Exercise objective: This exercise calls for every record to be set down again, exactly and in full.

########

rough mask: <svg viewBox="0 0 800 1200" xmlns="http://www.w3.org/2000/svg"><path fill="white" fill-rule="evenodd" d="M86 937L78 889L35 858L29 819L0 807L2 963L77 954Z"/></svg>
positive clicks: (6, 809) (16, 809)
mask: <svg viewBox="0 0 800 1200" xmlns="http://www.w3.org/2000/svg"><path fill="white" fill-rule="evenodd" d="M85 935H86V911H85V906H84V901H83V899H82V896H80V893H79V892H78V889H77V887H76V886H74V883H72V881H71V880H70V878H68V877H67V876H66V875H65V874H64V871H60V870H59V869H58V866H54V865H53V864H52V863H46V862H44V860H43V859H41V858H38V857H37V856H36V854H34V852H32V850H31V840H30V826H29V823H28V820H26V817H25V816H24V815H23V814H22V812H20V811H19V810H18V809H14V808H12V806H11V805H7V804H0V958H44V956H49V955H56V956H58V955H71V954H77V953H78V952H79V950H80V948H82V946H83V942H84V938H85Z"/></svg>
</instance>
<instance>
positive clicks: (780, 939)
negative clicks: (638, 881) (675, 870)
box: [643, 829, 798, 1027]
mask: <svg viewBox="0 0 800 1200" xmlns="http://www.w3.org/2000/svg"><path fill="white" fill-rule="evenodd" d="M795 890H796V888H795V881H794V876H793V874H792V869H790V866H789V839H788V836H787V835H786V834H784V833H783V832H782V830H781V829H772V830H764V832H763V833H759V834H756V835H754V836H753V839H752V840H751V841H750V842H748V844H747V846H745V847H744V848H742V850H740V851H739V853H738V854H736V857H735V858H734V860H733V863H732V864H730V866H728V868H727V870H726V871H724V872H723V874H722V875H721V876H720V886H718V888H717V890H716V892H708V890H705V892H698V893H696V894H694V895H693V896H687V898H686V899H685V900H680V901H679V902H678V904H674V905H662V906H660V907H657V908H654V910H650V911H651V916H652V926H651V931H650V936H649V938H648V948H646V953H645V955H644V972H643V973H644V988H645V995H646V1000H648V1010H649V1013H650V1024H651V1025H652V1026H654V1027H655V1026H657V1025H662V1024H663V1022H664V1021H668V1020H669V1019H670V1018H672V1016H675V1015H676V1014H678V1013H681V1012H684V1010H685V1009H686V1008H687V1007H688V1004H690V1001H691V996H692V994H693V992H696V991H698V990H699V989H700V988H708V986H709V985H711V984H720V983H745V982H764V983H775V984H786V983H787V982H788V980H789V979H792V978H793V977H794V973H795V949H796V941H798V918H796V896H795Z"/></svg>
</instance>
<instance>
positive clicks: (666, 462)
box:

########

Result of this task:
rough mask: <svg viewBox="0 0 800 1200" xmlns="http://www.w3.org/2000/svg"><path fill="white" fill-rule="evenodd" d="M86 937L78 889L35 858L29 819L0 807L2 963L77 954Z"/></svg>
positive clicks: (6, 809) (16, 809)
mask: <svg viewBox="0 0 800 1200" xmlns="http://www.w3.org/2000/svg"><path fill="white" fill-rule="evenodd" d="M85 935H86V911H85V906H84V901H83V899H82V896H80V893H79V892H78V889H77V887H76V886H74V883H72V881H71V880H70V878H68V877H67V876H66V875H65V874H64V871H60V870H59V869H58V866H54V865H53V864H52V863H46V862H44V860H43V859H41V858H38V857H37V856H36V854H34V852H32V850H31V840H30V826H29V823H28V820H26V817H25V816H24V815H23V814H22V812H20V811H19V810H18V809H14V808H12V806H11V805H7V804H0V958H44V956H49V955H56V956H58V955H71V954H77V953H78V952H79V950H80V948H82V946H83V942H84V938H85Z"/></svg>
</instance>
<instance>
positive clicks: (780, 939)
negative clicks: (638, 881) (675, 870)
box: [643, 829, 798, 1027]
mask: <svg viewBox="0 0 800 1200" xmlns="http://www.w3.org/2000/svg"><path fill="white" fill-rule="evenodd" d="M795 890H796V888H795V881H794V876H793V874H792V869H790V866H789V839H788V836H787V835H786V834H784V833H783V832H782V830H781V829H772V830H764V832H763V833H759V834H756V835H754V836H753V839H752V840H751V841H750V842H748V844H747V846H745V847H744V848H742V850H740V851H739V853H738V854H736V857H735V858H734V860H733V863H732V864H730V866H728V868H727V870H726V871H724V872H723V874H722V875H721V876H720V886H718V888H717V890H716V892H708V890H705V892H698V893H696V894H694V895H693V896H687V898H686V899H685V900H680V901H679V902H678V904H674V905H662V906H660V907H657V908H654V910H650V911H651V916H652V926H651V931H650V936H649V938H648V948H646V953H645V955H644V972H643V973H644V988H645V995H646V1000H648V1010H649V1013H650V1024H651V1025H652V1026H654V1027H655V1026H657V1025H662V1024H663V1022H664V1021H668V1020H669V1019H670V1018H672V1016H675V1015H676V1014H678V1013H681V1012H684V1010H685V1009H686V1008H687V1007H688V1004H690V1001H691V996H692V994H693V992H696V991H698V990H699V989H700V988H708V986H709V985H711V984H720V983H745V982H764V983H775V984H786V983H787V982H788V980H789V979H792V978H793V977H794V973H795V949H796V941H798V918H796V896H795Z"/></svg>
</instance>
<instance>
positive clicks: (666, 462)
box:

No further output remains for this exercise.